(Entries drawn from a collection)

[start]

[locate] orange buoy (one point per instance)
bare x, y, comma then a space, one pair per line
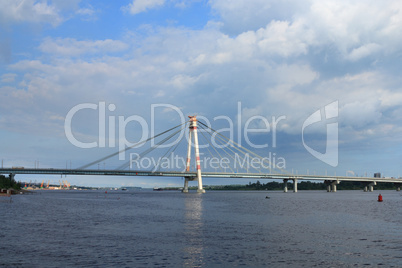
379, 198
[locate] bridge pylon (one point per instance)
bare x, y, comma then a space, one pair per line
193, 134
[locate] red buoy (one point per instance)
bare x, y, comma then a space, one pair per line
379, 198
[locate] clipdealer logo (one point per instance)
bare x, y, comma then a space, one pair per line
108, 125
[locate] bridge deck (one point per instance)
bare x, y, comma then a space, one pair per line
102, 172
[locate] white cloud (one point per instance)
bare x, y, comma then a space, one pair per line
138, 6
73, 47
12, 11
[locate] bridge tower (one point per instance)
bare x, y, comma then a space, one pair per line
193, 134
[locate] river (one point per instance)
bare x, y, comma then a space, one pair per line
216, 229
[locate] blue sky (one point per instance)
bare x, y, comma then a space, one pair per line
277, 58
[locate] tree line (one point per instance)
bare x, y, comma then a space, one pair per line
303, 185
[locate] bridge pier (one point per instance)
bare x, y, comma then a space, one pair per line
369, 186
331, 185
285, 185
193, 130
398, 186
186, 180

[end]

◆ TO BE DONE: Starting with the line that contains "[locate] clipdealer logo" and continuing through the last line of the data above, convert those lines into a JSON list of strings, one string per line, with blank lines omitted.

◆ OUTPUT FOR THIS TASK:
[
  "[locate] clipdealer logo (one point per instance)",
  "bare x, y, comma then a space, one pair per line",
  "108, 125",
  "[locate] bridge deck (one point per instance)",
  "bare x, y, comma then a space, one pair per line",
  "102, 172",
  "[locate] white cloud (one point per instance)",
  "bare x, y, comma then a space, one pair per line",
  "138, 6",
  "73, 47",
  "12, 11",
  "[locate] bridge tower (one point per instance)",
  "bare x, y, comma then a space, one pair per line",
  "193, 134",
  "[locate] river (one point per instance)",
  "bare x, y, comma then a space, one pair per line",
  "216, 229",
  "[locate] blue sky (one point per instance)",
  "bare x, y, comma then a space, one pair per line",
  "277, 58",
  "[locate] tree line (one point per instance)",
  "bare x, y, comma then a space, one pair per line",
  "303, 185",
  "[locate] bridge pier (one point per instance)",
  "bare x, y, comma then a space, one pair per line",
  "369, 186",
  "331, 185",
  "285, 185",
  "193, 130",
  "398, 186",
  "186, 180"
]